◆ EXERCISE GOAL: The records follow. Filter them to the lines that hold "cumulus".

(Natural-language object grounding data)
----

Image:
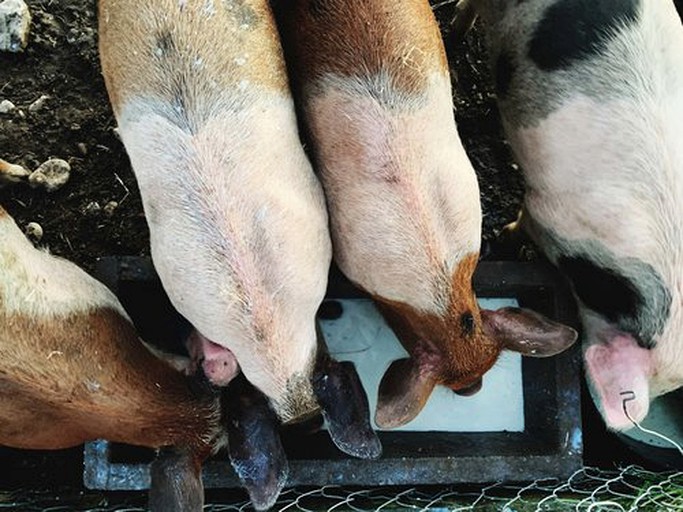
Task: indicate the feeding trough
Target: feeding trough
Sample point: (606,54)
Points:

----

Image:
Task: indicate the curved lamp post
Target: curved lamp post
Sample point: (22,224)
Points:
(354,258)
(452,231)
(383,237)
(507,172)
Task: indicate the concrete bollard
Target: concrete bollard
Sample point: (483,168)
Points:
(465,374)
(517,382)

----

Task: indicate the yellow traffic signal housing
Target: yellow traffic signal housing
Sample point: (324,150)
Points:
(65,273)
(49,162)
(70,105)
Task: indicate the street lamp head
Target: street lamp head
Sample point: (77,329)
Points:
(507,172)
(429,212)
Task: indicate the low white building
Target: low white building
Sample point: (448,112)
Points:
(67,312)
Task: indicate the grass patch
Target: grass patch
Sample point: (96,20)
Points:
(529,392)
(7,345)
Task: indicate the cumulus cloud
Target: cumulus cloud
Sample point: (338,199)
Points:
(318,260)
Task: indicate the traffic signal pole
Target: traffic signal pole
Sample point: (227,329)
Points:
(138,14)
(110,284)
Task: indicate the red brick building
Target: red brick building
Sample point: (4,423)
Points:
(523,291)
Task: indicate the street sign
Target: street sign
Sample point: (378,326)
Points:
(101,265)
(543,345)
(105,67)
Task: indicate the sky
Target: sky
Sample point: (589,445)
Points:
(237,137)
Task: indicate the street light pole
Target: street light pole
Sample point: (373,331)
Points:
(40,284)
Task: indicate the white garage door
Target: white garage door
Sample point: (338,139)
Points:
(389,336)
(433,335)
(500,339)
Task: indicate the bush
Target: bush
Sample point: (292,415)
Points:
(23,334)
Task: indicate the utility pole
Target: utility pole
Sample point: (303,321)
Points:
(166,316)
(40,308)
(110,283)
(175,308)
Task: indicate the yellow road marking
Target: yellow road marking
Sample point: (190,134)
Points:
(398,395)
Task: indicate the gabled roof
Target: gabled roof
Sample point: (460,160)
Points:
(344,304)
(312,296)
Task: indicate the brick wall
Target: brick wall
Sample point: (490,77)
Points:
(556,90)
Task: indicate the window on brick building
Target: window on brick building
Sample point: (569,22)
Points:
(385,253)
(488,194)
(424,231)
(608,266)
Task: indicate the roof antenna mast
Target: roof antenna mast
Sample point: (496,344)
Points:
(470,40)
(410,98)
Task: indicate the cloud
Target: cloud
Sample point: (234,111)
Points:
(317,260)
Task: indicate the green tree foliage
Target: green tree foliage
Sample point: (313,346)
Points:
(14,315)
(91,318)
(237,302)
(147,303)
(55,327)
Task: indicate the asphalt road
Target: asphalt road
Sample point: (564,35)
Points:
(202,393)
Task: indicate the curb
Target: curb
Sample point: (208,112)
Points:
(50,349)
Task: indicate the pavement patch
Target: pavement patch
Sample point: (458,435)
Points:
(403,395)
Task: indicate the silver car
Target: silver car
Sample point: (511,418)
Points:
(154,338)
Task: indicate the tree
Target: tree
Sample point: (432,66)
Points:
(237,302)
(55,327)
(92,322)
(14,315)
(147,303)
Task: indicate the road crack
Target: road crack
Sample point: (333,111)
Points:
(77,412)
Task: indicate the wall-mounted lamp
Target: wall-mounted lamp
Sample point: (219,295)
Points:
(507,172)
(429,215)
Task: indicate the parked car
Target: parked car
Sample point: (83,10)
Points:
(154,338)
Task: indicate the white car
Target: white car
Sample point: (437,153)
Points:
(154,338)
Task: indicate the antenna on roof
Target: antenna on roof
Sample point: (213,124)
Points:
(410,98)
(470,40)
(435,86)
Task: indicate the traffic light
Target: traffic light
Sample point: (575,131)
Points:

----

◆ REPLY TO THE TASK:
Task: indicate the cumulus cloud
Target: cumulus cloud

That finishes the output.